Start of MATERIAL

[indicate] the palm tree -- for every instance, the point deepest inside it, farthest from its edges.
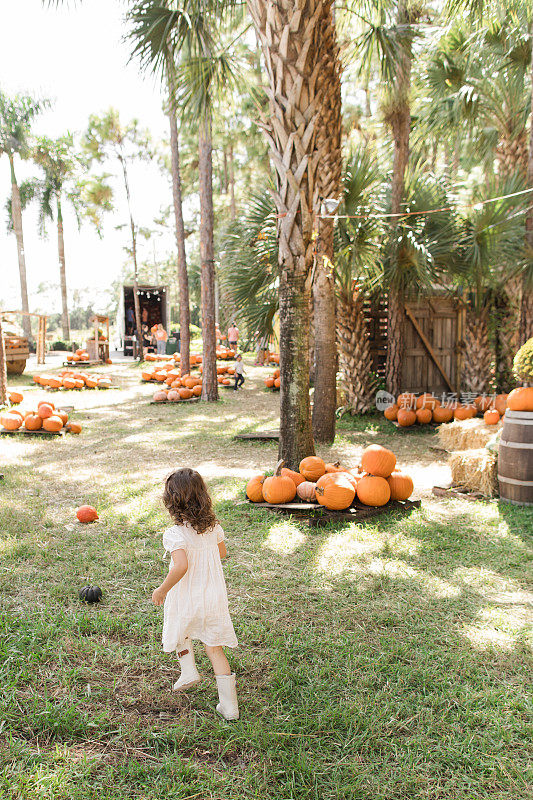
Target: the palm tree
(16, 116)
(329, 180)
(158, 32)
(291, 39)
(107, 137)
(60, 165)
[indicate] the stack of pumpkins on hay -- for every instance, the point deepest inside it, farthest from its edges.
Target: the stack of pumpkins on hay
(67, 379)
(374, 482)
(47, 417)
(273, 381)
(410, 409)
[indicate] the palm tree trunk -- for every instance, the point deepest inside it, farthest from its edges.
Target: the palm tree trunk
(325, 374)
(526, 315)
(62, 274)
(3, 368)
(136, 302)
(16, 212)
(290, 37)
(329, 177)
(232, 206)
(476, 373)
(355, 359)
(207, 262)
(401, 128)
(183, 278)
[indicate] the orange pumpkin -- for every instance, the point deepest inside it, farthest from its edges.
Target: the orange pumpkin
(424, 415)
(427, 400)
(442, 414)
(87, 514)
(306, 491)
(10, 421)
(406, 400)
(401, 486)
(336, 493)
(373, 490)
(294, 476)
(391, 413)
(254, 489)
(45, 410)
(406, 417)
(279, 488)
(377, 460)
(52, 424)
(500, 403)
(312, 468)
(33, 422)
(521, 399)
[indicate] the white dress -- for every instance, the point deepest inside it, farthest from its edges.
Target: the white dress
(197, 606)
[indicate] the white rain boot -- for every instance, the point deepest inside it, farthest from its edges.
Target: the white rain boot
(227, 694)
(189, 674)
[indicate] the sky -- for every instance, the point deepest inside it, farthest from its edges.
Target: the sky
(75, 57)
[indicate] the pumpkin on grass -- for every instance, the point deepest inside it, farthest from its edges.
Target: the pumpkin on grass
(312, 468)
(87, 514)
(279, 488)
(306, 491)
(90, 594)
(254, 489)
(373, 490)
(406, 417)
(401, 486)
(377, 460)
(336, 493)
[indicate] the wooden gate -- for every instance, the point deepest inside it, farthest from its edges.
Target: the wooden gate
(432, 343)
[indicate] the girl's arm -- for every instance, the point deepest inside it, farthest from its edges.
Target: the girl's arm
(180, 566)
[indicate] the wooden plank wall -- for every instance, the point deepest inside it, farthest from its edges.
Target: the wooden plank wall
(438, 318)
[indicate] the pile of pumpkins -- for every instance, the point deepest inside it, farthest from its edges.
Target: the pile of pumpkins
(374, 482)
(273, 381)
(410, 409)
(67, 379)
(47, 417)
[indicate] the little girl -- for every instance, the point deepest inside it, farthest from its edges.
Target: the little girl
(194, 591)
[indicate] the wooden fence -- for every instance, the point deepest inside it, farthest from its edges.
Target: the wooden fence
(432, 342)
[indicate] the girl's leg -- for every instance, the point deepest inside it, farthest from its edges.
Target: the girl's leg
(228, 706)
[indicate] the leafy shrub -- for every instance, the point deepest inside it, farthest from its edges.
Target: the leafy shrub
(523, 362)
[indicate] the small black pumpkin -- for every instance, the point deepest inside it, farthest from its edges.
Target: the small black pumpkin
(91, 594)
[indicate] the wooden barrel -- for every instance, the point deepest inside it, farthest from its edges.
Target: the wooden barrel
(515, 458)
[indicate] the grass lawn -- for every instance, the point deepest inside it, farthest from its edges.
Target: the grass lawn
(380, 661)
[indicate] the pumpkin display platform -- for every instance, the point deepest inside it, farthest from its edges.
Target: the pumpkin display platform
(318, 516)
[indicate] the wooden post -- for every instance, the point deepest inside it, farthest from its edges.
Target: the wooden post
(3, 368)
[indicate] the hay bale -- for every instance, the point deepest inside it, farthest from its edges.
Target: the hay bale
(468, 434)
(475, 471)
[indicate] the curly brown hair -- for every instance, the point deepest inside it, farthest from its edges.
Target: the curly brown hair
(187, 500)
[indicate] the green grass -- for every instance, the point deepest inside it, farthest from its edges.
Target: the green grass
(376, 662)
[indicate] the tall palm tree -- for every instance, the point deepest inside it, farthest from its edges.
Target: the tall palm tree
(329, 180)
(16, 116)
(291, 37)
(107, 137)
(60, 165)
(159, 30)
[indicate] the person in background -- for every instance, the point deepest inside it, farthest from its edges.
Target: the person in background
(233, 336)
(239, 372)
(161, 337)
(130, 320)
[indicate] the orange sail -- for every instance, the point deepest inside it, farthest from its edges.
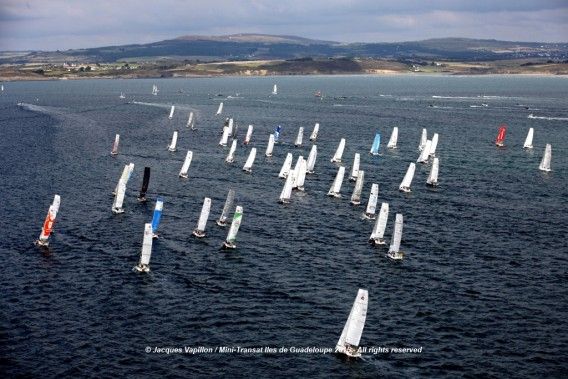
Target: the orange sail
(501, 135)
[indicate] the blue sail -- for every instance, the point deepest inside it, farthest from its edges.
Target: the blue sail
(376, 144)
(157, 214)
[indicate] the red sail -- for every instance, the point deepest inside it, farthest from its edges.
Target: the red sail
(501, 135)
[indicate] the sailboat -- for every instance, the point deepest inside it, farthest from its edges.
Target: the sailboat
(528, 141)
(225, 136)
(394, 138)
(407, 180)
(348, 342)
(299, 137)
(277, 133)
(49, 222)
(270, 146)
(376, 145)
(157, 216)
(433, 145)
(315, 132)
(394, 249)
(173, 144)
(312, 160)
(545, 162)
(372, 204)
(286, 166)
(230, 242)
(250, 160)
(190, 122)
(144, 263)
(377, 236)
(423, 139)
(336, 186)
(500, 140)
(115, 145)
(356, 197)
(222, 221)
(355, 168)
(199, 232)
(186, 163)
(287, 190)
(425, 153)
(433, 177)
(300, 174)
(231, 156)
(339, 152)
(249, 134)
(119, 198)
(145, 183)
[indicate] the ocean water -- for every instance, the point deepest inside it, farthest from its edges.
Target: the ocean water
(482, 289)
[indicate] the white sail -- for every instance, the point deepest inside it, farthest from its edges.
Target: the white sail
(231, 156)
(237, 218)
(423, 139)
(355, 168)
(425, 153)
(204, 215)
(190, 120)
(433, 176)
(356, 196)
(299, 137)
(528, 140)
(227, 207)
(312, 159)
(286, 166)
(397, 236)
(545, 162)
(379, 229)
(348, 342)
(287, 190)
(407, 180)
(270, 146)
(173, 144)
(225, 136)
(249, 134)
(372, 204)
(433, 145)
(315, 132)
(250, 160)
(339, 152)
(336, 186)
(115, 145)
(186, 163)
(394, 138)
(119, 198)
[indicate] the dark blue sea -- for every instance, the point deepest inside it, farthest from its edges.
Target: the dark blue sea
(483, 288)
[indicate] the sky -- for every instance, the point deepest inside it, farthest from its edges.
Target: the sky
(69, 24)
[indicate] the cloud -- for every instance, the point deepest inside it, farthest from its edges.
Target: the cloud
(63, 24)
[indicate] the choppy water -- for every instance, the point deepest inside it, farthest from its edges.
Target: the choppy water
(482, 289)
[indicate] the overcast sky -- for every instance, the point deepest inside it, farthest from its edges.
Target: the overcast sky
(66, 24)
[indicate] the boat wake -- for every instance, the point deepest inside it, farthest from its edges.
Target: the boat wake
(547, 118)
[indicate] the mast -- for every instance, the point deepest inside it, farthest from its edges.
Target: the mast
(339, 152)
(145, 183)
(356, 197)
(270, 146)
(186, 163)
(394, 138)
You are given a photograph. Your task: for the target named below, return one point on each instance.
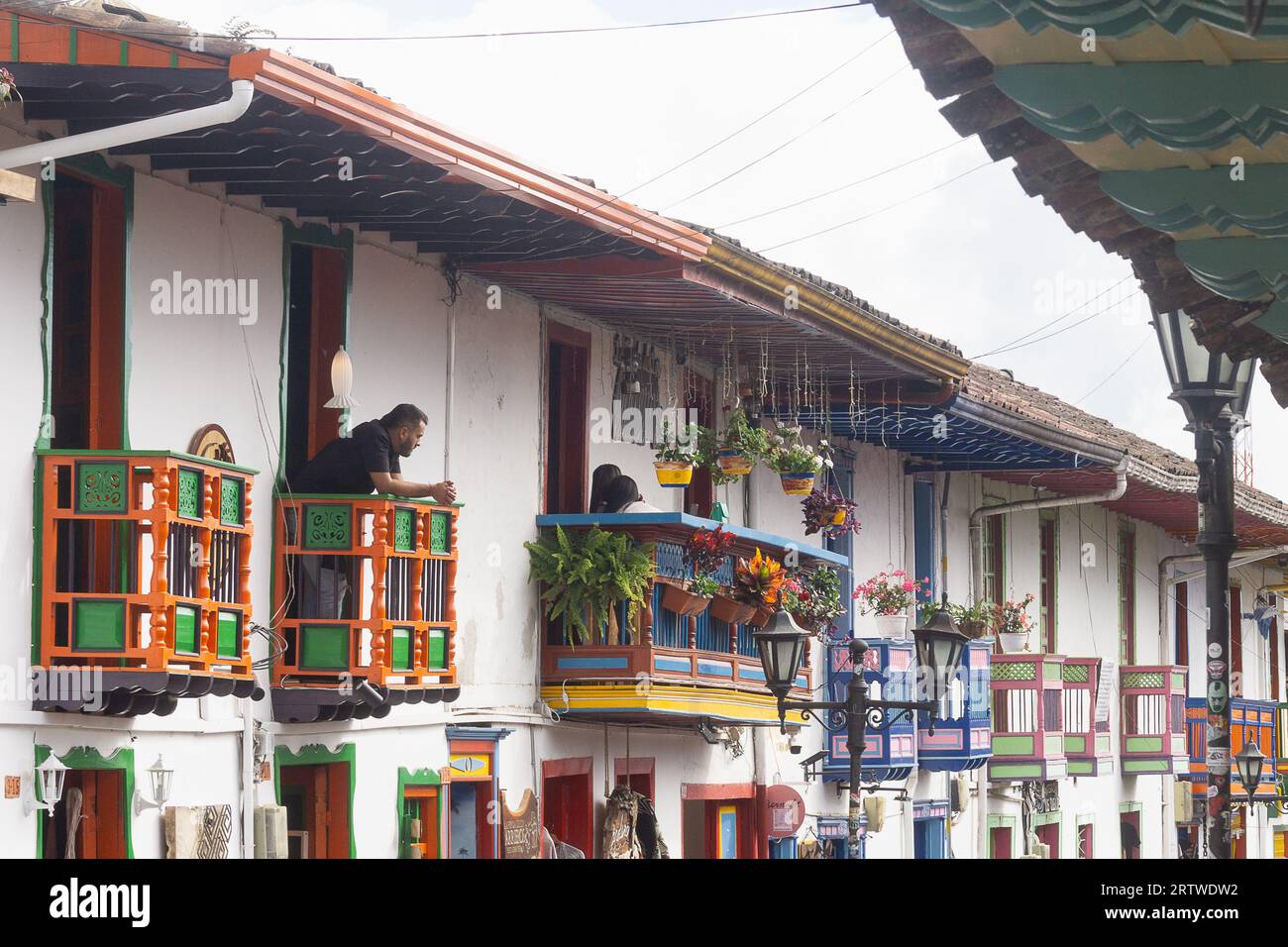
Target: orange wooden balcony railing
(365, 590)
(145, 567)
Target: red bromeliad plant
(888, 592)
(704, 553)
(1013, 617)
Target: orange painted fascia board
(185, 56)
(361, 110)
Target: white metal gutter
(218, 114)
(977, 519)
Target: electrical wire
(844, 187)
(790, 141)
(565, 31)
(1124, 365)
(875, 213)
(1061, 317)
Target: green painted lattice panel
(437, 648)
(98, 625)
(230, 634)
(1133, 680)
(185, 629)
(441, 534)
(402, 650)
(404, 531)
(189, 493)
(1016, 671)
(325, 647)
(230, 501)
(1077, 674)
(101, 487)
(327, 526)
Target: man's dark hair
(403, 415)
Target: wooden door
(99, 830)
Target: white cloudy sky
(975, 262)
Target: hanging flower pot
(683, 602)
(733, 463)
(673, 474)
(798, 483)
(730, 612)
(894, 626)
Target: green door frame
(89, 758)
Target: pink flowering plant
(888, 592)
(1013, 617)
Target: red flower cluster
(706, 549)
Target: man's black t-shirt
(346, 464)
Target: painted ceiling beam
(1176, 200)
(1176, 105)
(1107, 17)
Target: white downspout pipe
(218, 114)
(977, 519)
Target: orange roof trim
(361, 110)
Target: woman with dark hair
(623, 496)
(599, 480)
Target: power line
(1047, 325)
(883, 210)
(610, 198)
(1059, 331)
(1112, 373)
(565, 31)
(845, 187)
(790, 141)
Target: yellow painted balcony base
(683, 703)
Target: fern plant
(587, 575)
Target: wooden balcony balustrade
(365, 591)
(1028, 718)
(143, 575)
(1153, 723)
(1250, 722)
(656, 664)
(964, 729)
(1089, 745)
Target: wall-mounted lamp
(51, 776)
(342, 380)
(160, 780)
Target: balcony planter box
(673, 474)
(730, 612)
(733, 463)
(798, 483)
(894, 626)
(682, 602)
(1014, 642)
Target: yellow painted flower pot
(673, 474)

End of MATERIAL

WRITTEN PROBLEM:
Please reproduce the material word for word from the line with "Target: pink flowering plant" to the final line of the material, both included.

RESULT BELOW:
Target: pink flowering plant
(888, 592)
(1013, 617)
Target: red flower cluster
(706, 549)
Target: man's black t-shirt
(346, 464)
Target: painted ceiling beam
(1176, 200)
(1176, 105)
(1107, 17)
Target: white downspout pipe
(218, 114)
(977, 519)
Target: orange roof trim
(361, 110)
Target: woman with dark hair
(623, 496)
(599, 480)
Target: power line
(1047, 325)
(883, 210)
(610, 198)
(1059, 331)
(1112, 373)
(565, 31)
(845, 187)
(790, 141)
Target: yellow painted balcony base
(683, 703)
Target: fern plant
(587, 575)
Target: wooden balcony balustrade
(365, 591)
(1028, 718)
(143, 575)
(1153, 723)
(1250, 722)
(656, 664)
(964, 729)
(1089, 745)
Target: wall-mounted lamp
(51, 776)
(342, 380)
(160, 780)
Target: balcony planter box
(673, 474)
(730, 612)
(733, 463)
(798, 483)
(894, 626)
(682, 602)
(1014, 642)
Target: yellow painted flower pot
(673, 474)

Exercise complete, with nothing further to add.